(WORK TO COMPLETE) Which lines in the records below contain the word "stem"? Find each one and copy it out in full.

::: EXCERPTED RECORDS :::

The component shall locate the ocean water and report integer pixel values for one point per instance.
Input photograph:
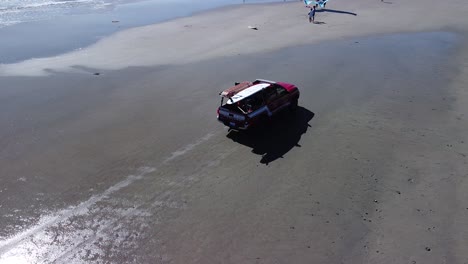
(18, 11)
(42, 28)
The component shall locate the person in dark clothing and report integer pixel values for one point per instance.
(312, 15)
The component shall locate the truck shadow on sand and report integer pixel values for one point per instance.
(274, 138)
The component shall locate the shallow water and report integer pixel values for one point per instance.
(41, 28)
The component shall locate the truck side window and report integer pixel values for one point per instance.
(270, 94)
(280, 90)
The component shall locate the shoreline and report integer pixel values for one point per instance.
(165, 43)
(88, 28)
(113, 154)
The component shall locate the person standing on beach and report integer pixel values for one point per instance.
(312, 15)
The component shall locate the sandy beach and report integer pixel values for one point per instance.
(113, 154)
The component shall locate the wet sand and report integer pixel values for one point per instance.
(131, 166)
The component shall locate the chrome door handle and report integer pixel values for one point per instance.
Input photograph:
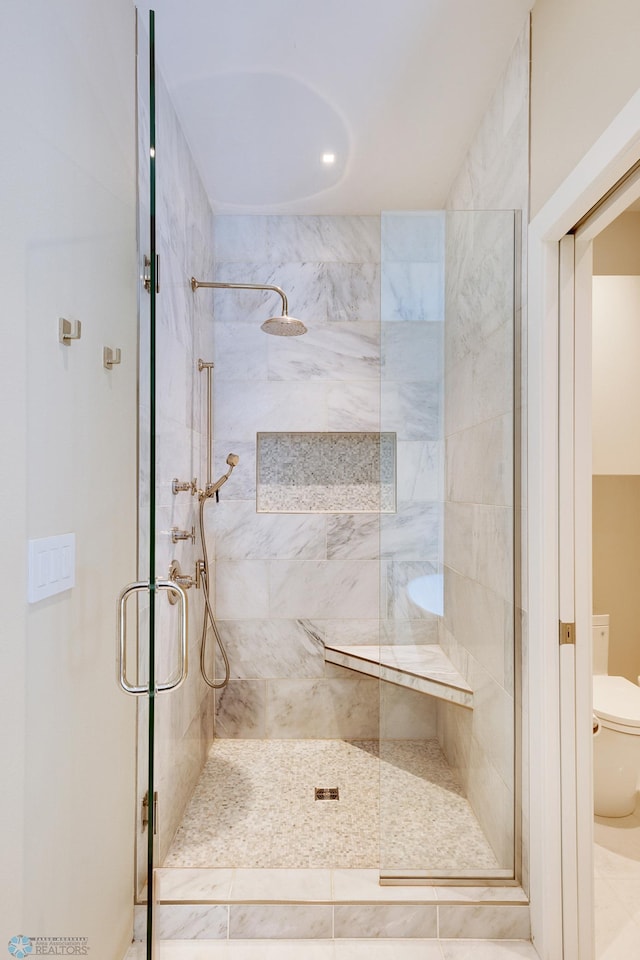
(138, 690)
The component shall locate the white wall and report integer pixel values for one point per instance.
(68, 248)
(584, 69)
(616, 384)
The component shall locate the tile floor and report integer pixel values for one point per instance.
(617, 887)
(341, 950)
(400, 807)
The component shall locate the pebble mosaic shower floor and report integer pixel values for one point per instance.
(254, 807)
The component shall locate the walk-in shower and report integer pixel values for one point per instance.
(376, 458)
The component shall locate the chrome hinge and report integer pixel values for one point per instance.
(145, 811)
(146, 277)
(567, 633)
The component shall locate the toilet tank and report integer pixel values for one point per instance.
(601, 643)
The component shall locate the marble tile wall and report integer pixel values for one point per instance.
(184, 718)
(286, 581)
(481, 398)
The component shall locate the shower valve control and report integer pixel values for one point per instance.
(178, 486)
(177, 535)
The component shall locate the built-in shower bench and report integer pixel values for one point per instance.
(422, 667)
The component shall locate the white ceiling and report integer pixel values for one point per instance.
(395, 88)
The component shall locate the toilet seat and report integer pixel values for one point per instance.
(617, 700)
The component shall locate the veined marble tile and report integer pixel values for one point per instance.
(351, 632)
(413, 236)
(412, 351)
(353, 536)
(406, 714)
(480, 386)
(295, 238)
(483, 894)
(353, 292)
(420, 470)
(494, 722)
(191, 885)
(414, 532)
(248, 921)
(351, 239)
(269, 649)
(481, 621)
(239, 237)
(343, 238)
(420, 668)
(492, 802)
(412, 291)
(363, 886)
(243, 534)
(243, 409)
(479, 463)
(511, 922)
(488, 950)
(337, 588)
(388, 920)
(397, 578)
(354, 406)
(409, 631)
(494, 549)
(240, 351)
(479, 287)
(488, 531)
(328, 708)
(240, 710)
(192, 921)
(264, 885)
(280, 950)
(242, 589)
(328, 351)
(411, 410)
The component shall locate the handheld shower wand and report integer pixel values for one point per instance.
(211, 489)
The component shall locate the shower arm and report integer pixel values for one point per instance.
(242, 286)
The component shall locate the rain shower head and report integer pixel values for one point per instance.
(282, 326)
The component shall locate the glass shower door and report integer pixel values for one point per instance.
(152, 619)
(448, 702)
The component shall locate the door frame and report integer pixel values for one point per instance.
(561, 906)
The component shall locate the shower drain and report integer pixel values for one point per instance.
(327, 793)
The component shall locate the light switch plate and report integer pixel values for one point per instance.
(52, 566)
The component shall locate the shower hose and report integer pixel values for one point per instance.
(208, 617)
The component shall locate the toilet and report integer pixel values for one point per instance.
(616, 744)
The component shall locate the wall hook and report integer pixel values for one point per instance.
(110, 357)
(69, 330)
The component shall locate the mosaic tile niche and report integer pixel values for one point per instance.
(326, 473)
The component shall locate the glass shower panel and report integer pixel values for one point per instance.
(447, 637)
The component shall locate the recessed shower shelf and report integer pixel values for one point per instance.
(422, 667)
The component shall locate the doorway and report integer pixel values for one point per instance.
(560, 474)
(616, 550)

:::
::: EXCERPTED RECORDS :::

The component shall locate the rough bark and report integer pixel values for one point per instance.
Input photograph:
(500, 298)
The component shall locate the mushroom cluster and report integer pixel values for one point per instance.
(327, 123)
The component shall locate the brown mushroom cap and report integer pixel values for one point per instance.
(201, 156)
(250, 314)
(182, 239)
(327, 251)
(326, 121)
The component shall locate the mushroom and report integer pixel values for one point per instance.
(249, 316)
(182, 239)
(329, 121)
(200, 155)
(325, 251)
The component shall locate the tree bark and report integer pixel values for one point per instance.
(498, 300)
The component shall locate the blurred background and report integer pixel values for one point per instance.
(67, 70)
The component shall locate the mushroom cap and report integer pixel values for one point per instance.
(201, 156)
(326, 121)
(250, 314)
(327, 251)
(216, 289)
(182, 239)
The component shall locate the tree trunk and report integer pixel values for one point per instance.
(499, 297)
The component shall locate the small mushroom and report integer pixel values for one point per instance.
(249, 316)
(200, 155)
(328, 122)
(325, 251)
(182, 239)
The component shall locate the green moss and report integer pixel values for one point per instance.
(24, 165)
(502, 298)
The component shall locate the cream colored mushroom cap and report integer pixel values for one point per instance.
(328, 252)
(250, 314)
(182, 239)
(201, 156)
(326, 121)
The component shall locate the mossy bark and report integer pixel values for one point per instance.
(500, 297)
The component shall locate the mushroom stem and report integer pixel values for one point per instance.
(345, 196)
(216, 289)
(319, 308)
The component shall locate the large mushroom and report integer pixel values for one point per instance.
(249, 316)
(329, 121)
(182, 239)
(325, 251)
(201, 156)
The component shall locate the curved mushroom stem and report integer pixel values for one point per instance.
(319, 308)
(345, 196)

:::

(FINISHED ANSWER)
The component shall locate the mushroom stem and report integer pixel values for one point per instance.
The component shall locate the curved mushroom stem and report integer pixel values for one point per instance.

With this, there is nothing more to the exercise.